┌──

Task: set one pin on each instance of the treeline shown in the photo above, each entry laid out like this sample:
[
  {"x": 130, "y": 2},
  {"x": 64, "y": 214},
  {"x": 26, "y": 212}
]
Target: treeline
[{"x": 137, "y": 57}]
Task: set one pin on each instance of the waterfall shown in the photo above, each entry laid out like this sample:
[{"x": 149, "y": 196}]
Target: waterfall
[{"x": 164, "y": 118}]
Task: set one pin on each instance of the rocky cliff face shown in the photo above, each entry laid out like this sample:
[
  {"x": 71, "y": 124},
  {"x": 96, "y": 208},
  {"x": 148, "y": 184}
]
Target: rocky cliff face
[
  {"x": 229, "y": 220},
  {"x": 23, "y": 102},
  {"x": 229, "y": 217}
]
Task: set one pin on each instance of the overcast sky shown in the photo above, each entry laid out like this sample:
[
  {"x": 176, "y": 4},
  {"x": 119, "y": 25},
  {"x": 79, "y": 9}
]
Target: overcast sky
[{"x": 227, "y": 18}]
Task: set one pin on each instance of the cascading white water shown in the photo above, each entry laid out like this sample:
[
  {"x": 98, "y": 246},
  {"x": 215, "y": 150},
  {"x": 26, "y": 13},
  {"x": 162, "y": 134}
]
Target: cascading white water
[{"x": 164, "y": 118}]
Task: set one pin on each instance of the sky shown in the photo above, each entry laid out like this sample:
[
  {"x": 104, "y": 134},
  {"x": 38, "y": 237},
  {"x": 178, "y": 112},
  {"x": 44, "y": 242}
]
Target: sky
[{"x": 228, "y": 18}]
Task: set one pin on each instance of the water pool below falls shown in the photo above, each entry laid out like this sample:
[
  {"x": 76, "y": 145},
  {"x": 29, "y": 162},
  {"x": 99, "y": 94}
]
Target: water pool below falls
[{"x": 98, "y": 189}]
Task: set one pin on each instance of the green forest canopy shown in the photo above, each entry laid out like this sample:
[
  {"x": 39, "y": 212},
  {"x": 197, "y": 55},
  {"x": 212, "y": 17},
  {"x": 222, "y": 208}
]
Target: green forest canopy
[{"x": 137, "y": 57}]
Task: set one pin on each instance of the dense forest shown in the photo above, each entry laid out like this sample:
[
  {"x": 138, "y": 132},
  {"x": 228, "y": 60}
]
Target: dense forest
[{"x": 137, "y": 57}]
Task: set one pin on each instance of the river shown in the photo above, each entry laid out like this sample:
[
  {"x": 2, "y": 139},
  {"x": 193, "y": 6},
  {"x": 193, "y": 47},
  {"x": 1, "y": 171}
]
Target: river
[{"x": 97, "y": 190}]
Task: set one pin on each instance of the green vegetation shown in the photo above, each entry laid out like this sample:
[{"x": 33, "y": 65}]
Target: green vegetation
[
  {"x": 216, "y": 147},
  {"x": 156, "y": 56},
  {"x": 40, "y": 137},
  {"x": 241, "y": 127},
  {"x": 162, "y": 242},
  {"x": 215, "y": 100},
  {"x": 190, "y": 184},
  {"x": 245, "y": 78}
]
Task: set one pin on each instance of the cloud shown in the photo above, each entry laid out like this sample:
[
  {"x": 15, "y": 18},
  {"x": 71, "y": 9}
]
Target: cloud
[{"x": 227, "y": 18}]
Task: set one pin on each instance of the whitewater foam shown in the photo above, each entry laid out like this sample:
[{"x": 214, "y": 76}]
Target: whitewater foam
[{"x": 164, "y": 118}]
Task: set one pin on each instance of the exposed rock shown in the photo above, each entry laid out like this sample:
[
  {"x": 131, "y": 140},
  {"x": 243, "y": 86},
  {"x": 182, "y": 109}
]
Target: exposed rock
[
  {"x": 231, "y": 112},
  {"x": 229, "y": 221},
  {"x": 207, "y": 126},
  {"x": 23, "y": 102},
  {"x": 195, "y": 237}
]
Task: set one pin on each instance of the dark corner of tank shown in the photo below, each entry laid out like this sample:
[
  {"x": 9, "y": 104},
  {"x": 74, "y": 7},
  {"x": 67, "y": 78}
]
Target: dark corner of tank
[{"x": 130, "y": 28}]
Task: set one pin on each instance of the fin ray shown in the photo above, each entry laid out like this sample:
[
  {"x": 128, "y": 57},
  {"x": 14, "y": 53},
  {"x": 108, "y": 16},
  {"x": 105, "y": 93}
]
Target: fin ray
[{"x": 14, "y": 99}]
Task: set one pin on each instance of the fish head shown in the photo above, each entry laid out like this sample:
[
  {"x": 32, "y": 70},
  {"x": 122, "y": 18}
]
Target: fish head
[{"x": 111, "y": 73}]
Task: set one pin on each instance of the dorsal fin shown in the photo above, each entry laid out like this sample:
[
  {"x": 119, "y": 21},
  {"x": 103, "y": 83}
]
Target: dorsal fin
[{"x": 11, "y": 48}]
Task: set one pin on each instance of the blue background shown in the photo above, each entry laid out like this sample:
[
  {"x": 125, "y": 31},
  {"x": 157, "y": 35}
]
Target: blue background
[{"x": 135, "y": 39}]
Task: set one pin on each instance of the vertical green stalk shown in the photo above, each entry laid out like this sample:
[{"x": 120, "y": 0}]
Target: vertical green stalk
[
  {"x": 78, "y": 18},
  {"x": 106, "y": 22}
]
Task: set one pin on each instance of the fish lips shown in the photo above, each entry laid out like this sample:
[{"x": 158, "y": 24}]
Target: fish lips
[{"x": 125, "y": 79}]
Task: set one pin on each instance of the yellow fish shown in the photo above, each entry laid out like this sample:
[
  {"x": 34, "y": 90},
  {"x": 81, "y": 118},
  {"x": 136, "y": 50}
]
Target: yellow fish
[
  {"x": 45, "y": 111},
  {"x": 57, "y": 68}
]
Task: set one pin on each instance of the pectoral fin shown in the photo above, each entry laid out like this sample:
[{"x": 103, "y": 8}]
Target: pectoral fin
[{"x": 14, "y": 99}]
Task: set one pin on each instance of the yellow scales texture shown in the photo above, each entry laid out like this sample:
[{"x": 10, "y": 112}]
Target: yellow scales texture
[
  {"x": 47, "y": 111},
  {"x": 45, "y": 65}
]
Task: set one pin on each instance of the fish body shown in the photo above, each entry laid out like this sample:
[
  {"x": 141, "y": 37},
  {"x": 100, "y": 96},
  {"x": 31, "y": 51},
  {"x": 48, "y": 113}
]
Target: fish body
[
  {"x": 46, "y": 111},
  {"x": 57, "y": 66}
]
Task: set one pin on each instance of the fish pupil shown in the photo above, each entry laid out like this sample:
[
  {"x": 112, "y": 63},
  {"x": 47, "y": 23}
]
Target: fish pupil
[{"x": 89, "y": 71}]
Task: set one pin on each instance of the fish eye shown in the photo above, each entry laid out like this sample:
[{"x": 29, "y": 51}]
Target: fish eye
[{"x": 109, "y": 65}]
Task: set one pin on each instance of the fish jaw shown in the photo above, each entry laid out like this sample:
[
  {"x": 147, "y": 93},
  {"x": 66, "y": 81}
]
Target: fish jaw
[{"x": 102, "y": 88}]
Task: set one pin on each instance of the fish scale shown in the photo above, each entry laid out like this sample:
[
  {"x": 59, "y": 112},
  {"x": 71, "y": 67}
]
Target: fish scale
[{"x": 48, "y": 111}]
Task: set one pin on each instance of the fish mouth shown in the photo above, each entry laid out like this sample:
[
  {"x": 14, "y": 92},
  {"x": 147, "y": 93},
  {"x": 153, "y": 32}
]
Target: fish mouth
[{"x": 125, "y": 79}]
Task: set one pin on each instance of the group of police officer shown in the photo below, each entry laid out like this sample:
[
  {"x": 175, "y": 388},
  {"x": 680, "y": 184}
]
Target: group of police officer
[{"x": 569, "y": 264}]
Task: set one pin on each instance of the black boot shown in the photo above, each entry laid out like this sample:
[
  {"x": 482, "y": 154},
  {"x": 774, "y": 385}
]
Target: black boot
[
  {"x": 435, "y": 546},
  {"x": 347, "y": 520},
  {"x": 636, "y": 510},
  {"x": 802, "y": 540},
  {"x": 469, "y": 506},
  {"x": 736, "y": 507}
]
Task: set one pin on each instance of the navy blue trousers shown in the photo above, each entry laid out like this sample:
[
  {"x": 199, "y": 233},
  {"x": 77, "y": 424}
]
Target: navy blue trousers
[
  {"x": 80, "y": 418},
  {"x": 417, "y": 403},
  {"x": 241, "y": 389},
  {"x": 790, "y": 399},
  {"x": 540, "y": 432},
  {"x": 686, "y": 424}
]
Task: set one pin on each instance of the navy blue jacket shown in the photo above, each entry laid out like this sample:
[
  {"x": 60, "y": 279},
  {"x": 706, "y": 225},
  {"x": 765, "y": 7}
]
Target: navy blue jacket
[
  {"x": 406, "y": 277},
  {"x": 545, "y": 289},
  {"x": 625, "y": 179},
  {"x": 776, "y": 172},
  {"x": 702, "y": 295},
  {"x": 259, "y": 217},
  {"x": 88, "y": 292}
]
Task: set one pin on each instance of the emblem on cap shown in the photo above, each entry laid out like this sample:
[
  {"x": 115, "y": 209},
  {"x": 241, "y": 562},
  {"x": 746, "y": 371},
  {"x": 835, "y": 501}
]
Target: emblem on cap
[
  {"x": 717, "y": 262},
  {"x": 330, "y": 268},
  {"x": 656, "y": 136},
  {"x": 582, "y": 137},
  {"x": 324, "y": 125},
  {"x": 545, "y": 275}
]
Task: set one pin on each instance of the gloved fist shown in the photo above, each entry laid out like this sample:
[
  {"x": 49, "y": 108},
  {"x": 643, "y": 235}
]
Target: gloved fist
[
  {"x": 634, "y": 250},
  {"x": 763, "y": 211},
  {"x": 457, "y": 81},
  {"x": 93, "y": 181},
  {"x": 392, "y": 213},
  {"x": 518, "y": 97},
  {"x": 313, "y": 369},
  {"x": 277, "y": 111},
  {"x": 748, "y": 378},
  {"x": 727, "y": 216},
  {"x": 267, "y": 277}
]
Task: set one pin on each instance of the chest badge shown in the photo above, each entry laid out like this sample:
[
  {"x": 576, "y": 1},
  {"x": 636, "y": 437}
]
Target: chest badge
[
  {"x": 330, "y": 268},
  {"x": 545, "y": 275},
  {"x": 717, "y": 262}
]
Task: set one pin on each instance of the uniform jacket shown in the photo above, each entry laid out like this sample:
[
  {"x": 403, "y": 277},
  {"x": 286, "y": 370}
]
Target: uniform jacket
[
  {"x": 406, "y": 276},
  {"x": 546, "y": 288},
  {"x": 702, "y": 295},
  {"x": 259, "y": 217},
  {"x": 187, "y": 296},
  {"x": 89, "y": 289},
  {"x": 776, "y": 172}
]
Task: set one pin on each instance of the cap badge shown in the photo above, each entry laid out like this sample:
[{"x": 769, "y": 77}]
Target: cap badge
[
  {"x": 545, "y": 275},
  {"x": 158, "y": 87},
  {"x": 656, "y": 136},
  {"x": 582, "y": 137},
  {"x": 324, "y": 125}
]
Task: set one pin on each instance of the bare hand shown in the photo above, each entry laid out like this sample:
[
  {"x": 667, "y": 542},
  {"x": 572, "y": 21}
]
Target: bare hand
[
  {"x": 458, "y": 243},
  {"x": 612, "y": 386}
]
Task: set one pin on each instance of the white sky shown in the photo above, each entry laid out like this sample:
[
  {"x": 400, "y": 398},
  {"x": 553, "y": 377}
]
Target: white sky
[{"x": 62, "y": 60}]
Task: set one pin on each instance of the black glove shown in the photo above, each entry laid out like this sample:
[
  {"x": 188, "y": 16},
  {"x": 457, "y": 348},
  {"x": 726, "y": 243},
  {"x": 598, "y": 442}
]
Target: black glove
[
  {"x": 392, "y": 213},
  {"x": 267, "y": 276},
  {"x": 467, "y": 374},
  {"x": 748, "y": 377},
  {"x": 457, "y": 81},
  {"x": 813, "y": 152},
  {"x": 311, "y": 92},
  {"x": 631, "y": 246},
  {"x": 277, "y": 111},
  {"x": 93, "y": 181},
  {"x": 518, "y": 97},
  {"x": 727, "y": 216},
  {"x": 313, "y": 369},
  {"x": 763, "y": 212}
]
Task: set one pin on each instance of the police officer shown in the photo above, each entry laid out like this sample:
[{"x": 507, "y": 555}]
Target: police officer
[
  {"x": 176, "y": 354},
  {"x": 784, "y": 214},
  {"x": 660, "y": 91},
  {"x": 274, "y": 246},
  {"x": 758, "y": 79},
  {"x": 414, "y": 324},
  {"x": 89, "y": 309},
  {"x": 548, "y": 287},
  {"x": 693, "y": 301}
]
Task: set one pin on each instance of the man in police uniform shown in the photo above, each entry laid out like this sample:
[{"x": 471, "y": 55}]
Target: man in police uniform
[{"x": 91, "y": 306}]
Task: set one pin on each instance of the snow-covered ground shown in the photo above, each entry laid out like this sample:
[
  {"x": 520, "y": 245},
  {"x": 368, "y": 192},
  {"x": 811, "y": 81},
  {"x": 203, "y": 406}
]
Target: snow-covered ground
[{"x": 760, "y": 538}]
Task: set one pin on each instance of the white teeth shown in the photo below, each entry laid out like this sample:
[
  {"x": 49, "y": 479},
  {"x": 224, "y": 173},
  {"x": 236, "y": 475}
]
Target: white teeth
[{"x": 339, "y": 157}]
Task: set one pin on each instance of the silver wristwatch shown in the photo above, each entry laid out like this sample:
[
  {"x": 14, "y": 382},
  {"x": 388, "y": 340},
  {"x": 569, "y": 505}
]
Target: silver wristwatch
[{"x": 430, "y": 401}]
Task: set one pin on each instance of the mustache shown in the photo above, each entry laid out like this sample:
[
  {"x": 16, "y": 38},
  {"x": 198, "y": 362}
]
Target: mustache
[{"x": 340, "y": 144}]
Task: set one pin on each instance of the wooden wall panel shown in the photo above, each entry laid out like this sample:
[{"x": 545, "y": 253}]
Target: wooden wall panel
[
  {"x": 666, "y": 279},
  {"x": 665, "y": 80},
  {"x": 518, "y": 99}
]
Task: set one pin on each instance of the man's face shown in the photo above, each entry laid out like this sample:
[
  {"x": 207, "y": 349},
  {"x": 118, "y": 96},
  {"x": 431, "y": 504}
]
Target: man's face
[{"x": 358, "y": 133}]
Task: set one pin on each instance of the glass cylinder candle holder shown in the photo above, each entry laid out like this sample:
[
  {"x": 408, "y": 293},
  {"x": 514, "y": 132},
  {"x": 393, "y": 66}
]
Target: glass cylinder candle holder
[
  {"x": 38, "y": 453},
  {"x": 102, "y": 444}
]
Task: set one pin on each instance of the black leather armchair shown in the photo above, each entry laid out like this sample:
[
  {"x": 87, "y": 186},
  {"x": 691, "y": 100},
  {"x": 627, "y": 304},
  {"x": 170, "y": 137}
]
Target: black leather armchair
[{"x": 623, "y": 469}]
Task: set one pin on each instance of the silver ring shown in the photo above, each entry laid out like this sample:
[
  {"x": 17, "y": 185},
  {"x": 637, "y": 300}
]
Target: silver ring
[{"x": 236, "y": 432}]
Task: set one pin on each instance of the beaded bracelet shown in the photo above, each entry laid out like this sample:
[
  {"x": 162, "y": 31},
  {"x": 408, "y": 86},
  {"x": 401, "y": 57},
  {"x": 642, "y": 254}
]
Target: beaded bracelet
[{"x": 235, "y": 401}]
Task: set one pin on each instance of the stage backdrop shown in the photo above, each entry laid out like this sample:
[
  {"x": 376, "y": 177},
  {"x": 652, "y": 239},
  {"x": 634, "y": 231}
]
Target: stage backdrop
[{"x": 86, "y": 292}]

└──

Copy exactly, and only, the lines from the one containing "Task: set one pin on each instance of the man's" through the last line of the listing.

#### Result:
Task: set one pin on each instance of the man's face shown in the photo above, each entry laid out like this sample:
[
  {"x": 207, "y": 349},
  {"x": 118, "y": 96},
  {"x": 431, "y": 504}
]
Target: man's face
[{"x": 358, "y": 133}]
Task: set one pin on each instance of the glass cylinder candle holder shown in the photo above, each entry laid out like this sample:
[
  {"x": 408, "y": 293},
  {"x": 514, "y": 132},
  {"x": 393, "y": 66}
]
Target: glass cylinder candle holder
[
  {"x": 38, "y": 453},
  {"x": 102, "y": 444}
]
Task: set one pin on each instance of the black leather armchair shown in the photo above, each entry laid out like this sample:
[
  {"x": 87, "y": 186},
  {"x": 691, "y": 100},
  {"x": 627, "y": 304},
  {"x": 170, "y": 137}
]
Target: black leather armchair
[{"x": 623, "y": 469}]
Task: set one pin on each instance of the silver ring shown in the photo above, each entry laid out like this sample:
[
  {"x": 17, "y": 185},
  {"x": 637, "y": 300}
]
Target: silver ring
[{"x": 236, "y": 432}]
Task: set one pin on each instance of the beaded bracelet shown in the photo above, each entry laid out like this sample:
[
  {"x": 162, "y": 31},
  {"x": 408, "y": 86},
  {"x": 401, "y": 57},
  {"x": 642, "y": 254}
]
Target: beaded bracelet
[{"x": 235, "y": 401}]
Task: set one pin on each instance of the stage backdrop shown in the photo above, each entry laid out like this sample:
[
  {"x": 376, "y": 177},
  {"x": 652, "y": 239},
  {"x": 634, "y": 231}
]
Target: stage backdrop
[{"x": 86, "y": 292}]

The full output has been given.